» **Task directions**:
Each entry needs to appear again, retyped exactly as it is below.
BEGIN Exercise input
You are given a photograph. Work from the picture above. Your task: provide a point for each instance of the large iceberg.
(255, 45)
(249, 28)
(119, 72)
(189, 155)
END Exercise input
» **Exercise response**:
You are given a photograph. Work from the picture above. Your task: provide a point for each instance of the large iceberg.
(255, 45)
(249, 28)
(119, 72)
(189, 155)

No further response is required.